SELECTED PASSAGE
# Part 0: Data Prep

This part of the tutorial covers the following steps:
- Import data from your local machine into the Databricks File System (DBFS)
- Visualize the data using Seaborn and matplotlib

In this example, you build a model to predict the quality of Portugese "Vinho Verde" wine based on the wine's physicochemical properties. 

The example uses a dataset from the UCI Machine Learning Repository, presented in [*Modeling wine preferences by data mining from physicochemical properties*](https://www.sciencedirect.com/science/article/pii/S0167923609001377?via%3Dihub) [Cortez et al., 2009].

## Requirements
This notebook requires Databricks Runtime for Machine Learning.  

## Import data
  
In this section, you download a dataset from the web and upload it to Databricks File System (DBFS).

1. Navigate to https://archive.ics.uci.edu/dataset/186/wine+quality and download the dataset to your local machine. The download contains two .csv files, `winequality-red.csv` and `winequality-white.csv`.

1. From this Databricks notebook, select **File > Upload data to DBFS...**, and drag these files to the drag-and-drop target to upload them to the Databricks File System (DBFS). 

    **Note**: if you don't have the **File > Upload data to DBFS...** option, you can load the dataset from the Databricks example datasets. Uncomment and run the last two lines in the following cell.

1. Click **Next**. Auto-generated code to load the data appears. Under **Access Files from Notebooks**, select the **pandas** tab. Click **Copy** to copy the example code, and then click **Done**. 

1. Create a new cell, then paste in the sample code. It will look similar to the code shown in the following cell. Make these changes:
  - Pass `sep=';'` to `pd.read_csv`
  - Change the variable names from `df1` and `df2` to `white_wine` and `red_wine`, as shown in the following cell.

In [None]:
# import pandas as pd

# white_wine = pd.read_csv("/dbfs/FileStore/shared_uploads/nick.switanek@microsoft.com/winequality_red.csv", sep=';')
# red_wine = pd.read_csv("/dbfs/FileStore/shared_uploads/nick.switanek@microsoft.com/winequality_white.csv", sep=';')

In [None]:
# If you have the File > Upload Data menu option, follow the instructions in the previous cell to upload the data from your local machine.
# The generated code, including the required edits described in the previous cell, is shown here for reference.

import pandas as pd

# In the following lines, replace <username> with your username.

TASK A
Translate this sentence from the tutorial into Spanish: "In this section, you download a dataset from the web and upload it to Databricks File System (DBFS)."

RECORDED INFORMATION
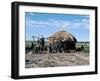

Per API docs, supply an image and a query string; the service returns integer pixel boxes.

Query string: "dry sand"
[25,52,89,68]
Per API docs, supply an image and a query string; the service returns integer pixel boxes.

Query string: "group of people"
[25,37,76,54]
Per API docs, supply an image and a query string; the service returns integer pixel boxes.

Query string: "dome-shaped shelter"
[48,31,77,50]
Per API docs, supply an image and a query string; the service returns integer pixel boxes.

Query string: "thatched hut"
[48,31,77,51]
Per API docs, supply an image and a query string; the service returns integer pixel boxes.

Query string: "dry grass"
[25,52,89,68]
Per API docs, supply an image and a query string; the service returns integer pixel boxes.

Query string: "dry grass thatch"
[49,31,77,44]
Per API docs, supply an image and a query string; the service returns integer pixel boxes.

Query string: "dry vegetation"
[25,52,89,68]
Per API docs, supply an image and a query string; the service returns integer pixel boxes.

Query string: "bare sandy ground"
[25,52,89,68]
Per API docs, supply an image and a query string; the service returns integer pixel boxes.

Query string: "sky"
[25,12,90,41]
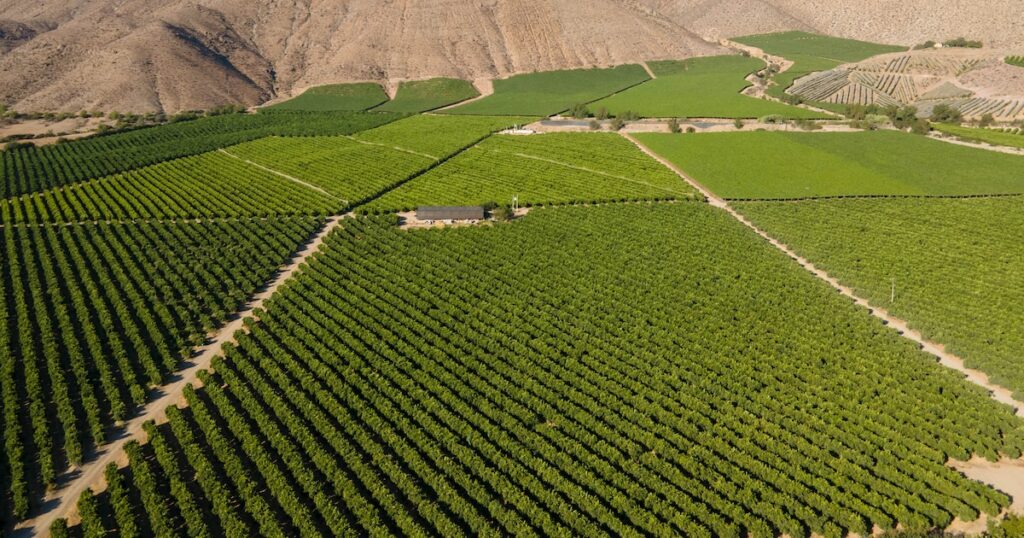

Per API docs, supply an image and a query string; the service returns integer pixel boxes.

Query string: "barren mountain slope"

TASK B
Rewrite the entries from their start down to the line containing "[48,31,77,51]", putting "endpoint" in place of "service". Omit the pictures.

CORRECT RESPONSE A
En esta sección, descargas un conjunto de datos de la web y lo subes a Databricks File System (DBFS).

CORRECT RESPONSE B
Per API docs, supply an image and a query string; the endpoint returns integer pixel boxes.

Query string: "dry sand"
[25,52,89,68]
Per API docs, supply an image and a query string; the endpoint returns integer pixel boxes.

Query string: "group of people"
[25,37,76,54]
Per API docs, supply an image and a query string; the endpoint returns integer pixel boxes.

Query string: "dome-shaped shelter"
[48,31,77,50]
Per API docs, supply an image and a query string; the endpoint returns integer pixel boxes.

Query string: "thatched hut"
[48,31,77,51]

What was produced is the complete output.